━━━ PAGE EXCERPT

Wanyama using HIV POSITIVE status to transform lives

Wanyama using HIV POSITIVE status to transform lives

Wanyama using HIV POSITIVE status to transform lives

Living with HIV AIDS is a scourge tormenting not only to the body and mind of the infected but to those around the patient as well. If not well managed HIV status can lead to either stigmatization of self or painful regret and sideline by society. Over the years, the talk of HIV has slowly transgressed from being a taboo in society to being a course worth acceptance, public discussion and social engagement if one has to live longer positively.

Wanyama Nelson is one such victim who lives positively with HIV AIDS.Wanyama is a former footballer and a name many followers of football would easily remember. He was the winning captain of the defunct Eldoret KCC FC in 1997- winners of the then Moi Golden Cup, a win that saw them qualify to the CAF Cup but were eventually eliminated on post match penalties by Olivier FC of Mozambique.

A father of three sons: Bernard, Brian and Rooney, Wanyama or (Manyaks) as he was commonly known to his peers went to Lubinu Primary school in Mumias then joined Lodwar high school before shifting his base to Kapset High school where he sat his final KCSE. While at Kapset High school he was scouted by the then soccer power house Eldoret KCC and started Playing for them while still in his third form. He formerly joined Eldoret KCC in 1989 and was subsequently permanently employed by them.Unfortunately lost the same job sooner than later.

“In 1997 I lost my Job at KCC due to the industrial strike that had been called by our union and therefore had to rely on soccer as my only pay Job. I made my first professional switch to Shabana FC which was playing in the newly introduced premier league in 1998-1999 seasons.” He said.

A year later, he moved to join Pan Paper FC in Webuye in the 2000-2001 seasons. He later changed his professional boots for a coaching course in Dareesalam Tanzania conducted then by FIFA instructors and attained a Futuro Level 11 category diploma certificate.

“Immediately after I got my first coaching Job with Nandi Tea Estate team and I led them to become the third best nationwide team between 2003-2004.”

━━━━━━
━━━ SOURCE DATA

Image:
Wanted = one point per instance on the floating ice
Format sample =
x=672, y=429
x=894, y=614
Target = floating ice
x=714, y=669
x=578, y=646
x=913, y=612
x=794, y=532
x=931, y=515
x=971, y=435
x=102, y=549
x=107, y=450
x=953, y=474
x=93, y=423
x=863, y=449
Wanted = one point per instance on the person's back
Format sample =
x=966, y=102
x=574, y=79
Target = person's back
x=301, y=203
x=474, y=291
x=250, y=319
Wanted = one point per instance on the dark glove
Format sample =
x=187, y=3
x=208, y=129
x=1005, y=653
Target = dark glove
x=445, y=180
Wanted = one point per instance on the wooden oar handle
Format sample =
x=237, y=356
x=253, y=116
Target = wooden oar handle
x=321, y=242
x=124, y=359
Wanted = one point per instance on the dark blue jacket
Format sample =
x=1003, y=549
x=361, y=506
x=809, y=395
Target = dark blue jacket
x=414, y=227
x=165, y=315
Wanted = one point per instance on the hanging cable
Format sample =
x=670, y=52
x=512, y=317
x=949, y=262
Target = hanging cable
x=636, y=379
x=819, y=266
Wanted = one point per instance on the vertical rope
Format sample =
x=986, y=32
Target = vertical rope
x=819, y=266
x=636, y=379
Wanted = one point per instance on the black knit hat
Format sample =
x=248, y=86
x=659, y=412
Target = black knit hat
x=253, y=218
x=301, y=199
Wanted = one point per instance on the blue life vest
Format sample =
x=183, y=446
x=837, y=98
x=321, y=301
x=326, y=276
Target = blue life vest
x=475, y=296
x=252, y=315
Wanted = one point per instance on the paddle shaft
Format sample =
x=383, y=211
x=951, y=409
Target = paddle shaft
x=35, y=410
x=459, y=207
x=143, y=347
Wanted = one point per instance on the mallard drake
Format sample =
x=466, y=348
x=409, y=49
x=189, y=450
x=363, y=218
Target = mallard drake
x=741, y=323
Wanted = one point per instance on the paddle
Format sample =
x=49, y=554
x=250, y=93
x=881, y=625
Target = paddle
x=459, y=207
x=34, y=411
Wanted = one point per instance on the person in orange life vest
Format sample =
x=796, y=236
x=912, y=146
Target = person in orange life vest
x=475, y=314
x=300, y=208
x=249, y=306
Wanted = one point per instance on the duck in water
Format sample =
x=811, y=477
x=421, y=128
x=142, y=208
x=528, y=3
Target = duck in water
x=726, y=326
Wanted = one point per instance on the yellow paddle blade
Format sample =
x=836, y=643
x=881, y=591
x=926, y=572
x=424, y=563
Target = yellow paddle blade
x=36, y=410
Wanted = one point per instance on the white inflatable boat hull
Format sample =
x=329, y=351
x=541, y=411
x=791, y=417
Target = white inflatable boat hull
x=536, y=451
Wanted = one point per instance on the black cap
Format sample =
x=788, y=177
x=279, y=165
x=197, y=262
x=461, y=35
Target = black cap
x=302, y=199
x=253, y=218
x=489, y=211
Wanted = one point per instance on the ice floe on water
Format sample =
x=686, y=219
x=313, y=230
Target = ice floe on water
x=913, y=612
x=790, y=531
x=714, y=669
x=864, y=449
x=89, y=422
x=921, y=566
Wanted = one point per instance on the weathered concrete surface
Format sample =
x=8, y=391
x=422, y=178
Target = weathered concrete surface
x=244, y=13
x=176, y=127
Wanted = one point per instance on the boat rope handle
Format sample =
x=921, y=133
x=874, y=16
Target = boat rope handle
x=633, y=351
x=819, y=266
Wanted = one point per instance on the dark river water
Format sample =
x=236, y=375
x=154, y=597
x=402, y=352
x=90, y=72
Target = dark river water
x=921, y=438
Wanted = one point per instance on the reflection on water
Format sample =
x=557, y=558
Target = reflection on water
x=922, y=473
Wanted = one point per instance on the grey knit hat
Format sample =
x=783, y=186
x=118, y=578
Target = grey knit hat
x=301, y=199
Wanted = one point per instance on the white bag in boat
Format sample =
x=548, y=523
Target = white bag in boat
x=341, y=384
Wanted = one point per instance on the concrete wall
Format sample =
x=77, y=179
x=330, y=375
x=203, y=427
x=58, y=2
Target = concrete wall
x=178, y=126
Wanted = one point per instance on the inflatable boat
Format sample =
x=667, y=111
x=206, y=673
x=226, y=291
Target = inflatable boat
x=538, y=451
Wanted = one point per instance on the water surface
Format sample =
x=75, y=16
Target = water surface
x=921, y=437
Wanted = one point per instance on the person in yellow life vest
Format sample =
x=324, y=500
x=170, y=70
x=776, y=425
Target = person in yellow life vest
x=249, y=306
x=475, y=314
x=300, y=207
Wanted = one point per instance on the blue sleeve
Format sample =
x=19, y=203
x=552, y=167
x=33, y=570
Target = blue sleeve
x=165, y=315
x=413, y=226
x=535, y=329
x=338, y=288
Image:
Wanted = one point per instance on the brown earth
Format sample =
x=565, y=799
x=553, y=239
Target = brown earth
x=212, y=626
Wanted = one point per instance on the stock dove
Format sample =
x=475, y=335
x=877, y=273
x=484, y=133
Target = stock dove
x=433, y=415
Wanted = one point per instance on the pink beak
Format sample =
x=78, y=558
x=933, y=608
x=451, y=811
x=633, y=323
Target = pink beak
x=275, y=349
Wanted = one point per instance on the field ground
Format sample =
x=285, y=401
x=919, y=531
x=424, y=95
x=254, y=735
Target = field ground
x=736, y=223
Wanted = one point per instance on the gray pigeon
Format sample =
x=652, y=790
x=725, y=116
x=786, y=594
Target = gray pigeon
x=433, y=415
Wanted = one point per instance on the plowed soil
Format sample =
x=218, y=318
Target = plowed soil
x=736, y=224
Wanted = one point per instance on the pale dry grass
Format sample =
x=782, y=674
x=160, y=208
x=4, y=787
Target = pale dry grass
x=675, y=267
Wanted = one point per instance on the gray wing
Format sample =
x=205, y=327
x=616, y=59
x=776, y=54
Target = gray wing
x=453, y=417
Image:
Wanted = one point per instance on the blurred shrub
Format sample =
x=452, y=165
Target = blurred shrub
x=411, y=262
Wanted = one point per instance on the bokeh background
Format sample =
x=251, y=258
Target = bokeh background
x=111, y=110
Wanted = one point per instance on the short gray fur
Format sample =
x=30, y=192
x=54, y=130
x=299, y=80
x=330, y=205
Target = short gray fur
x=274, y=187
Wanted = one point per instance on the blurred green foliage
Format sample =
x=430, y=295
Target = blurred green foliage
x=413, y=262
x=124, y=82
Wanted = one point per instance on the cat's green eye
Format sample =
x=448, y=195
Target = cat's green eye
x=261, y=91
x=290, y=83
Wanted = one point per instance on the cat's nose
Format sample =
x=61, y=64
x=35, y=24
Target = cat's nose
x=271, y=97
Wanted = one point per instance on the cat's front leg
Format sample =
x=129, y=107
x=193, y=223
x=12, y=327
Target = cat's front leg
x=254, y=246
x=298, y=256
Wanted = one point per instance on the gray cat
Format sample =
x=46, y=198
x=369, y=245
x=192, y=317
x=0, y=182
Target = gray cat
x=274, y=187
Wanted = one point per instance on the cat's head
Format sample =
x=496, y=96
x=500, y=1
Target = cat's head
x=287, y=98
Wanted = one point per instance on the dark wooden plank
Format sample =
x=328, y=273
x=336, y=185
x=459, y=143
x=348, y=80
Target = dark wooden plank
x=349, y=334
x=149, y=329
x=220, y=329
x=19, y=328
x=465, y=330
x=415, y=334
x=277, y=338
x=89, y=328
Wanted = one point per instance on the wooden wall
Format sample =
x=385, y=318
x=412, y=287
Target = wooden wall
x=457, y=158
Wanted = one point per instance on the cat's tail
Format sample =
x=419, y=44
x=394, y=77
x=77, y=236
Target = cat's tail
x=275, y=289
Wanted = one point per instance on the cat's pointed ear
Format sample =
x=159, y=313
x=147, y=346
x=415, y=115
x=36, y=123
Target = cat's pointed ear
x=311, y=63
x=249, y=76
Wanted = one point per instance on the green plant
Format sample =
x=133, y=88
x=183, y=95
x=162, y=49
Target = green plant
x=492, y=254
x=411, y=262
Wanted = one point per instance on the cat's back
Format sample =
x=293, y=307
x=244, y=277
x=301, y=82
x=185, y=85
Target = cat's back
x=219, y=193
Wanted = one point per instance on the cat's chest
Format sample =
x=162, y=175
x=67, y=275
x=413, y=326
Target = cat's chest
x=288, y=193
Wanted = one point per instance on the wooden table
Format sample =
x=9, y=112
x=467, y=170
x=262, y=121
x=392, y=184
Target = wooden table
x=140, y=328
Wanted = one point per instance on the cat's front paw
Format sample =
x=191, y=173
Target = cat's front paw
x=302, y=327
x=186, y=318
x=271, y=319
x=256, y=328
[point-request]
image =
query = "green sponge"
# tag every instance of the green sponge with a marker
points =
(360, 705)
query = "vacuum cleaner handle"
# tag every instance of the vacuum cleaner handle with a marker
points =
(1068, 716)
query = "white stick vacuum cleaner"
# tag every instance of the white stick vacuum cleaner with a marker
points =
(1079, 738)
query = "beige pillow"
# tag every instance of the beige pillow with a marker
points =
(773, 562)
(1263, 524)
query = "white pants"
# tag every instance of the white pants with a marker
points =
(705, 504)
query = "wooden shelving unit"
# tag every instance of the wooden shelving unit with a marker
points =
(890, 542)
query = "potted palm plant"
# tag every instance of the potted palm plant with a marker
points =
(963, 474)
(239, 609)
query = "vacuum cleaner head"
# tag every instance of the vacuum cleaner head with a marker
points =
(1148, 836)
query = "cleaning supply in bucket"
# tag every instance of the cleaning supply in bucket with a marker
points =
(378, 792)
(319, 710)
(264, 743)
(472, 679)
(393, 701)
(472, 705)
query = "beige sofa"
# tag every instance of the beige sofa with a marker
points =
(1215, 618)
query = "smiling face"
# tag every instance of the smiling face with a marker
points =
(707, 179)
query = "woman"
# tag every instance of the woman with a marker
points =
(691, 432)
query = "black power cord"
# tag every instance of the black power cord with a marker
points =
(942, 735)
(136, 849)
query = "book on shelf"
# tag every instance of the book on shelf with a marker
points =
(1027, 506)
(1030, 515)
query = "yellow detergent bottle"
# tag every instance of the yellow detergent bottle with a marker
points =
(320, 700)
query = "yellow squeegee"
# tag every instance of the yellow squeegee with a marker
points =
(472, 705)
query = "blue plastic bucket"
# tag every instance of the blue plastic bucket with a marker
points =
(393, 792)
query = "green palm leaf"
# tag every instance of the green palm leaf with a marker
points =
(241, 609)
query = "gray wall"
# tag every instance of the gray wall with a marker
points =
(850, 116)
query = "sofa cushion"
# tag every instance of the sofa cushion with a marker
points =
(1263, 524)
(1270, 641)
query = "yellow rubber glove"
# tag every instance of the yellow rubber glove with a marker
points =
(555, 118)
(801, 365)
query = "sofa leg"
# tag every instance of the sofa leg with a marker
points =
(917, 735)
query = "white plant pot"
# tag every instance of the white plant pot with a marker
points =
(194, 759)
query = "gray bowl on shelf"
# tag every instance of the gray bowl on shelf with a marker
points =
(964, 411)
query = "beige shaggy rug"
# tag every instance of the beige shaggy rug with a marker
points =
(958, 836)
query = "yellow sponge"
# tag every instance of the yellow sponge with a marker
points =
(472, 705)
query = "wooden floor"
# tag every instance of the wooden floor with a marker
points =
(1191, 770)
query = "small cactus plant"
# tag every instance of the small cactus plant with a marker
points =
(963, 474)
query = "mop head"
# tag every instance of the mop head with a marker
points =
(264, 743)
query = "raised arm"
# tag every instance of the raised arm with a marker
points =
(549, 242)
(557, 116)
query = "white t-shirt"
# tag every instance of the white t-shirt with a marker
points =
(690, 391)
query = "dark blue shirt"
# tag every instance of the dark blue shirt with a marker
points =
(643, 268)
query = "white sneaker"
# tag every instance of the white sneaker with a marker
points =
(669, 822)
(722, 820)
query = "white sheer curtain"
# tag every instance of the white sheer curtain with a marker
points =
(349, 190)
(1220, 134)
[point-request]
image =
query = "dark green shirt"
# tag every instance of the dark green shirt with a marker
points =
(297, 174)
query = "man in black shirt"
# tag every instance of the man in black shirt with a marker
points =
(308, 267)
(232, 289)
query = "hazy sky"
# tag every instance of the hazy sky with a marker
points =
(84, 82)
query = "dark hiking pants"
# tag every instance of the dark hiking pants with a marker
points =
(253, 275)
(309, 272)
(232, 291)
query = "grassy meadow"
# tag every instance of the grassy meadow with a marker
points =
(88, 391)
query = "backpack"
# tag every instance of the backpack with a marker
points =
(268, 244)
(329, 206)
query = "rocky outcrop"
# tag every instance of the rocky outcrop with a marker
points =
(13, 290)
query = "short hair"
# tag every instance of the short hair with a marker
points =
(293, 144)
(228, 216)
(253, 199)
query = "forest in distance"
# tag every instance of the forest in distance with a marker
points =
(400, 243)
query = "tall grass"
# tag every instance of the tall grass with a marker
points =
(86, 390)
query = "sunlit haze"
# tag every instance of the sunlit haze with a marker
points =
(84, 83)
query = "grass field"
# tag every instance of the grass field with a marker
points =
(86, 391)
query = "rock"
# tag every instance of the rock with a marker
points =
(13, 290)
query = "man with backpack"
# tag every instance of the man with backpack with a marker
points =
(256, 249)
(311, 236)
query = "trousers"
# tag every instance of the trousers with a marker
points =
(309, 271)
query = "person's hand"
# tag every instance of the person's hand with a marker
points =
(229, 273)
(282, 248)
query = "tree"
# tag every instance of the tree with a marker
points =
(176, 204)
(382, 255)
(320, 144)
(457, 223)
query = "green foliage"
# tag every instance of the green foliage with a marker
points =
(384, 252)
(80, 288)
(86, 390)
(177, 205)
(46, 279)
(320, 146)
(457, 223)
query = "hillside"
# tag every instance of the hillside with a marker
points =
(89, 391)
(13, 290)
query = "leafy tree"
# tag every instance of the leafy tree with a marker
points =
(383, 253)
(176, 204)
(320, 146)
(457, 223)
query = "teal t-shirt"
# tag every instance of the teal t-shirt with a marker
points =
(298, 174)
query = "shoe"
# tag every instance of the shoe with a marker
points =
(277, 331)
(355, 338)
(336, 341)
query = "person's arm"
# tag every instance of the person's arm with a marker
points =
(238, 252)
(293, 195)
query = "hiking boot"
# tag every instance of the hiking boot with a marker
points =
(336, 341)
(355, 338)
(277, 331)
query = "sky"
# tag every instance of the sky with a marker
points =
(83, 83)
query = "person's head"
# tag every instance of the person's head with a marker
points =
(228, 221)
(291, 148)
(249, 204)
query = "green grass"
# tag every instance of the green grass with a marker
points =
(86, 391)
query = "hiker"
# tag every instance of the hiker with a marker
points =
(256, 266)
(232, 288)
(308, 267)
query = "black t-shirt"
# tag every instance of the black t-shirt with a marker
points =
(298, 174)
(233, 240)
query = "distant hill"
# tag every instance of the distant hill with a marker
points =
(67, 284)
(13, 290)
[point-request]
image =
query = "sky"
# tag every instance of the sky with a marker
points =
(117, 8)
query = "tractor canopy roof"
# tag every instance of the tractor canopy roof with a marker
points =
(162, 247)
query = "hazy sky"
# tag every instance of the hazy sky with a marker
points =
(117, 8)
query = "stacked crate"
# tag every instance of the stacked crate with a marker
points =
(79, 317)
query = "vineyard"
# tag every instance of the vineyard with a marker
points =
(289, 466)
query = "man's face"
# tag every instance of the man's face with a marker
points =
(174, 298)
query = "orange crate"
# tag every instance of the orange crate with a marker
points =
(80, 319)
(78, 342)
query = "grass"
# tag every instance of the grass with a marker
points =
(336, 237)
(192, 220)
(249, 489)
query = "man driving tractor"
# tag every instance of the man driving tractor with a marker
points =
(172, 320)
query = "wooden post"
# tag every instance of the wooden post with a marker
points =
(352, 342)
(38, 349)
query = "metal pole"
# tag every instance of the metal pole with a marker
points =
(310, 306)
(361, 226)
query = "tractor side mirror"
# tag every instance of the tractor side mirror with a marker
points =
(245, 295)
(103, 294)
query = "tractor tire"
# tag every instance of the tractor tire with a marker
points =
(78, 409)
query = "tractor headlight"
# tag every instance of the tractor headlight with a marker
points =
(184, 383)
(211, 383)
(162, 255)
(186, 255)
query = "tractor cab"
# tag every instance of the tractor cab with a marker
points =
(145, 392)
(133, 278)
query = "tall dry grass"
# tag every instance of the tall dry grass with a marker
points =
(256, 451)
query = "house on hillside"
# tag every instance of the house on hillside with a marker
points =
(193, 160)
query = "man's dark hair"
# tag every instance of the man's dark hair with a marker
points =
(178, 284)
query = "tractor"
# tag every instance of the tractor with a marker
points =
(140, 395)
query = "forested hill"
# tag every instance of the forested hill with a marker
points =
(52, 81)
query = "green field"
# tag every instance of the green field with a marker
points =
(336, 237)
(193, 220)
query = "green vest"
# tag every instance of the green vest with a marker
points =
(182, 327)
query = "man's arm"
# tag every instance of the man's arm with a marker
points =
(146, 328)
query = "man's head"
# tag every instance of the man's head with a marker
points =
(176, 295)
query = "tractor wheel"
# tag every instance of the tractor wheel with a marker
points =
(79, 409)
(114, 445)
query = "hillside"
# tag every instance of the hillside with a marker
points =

━━━━━━

DIRECTIONS FOR THIS TASK — In the profile of Wanyama Nelson, reproduce the passage that begins with "A year later, he" and ends with "category diploma certificate.", substituting "training course" for "coaching course".

SOLUTION TO THIS TASK —
A year later, he moved to join Pan Paper FC in Webuye in the 2000-2001 seasons. He later changed his professional boots for a training course in Dareesalam Tanzania conducted then by FIFA instructors and attained a Futuro Level 11 category diploma certificate.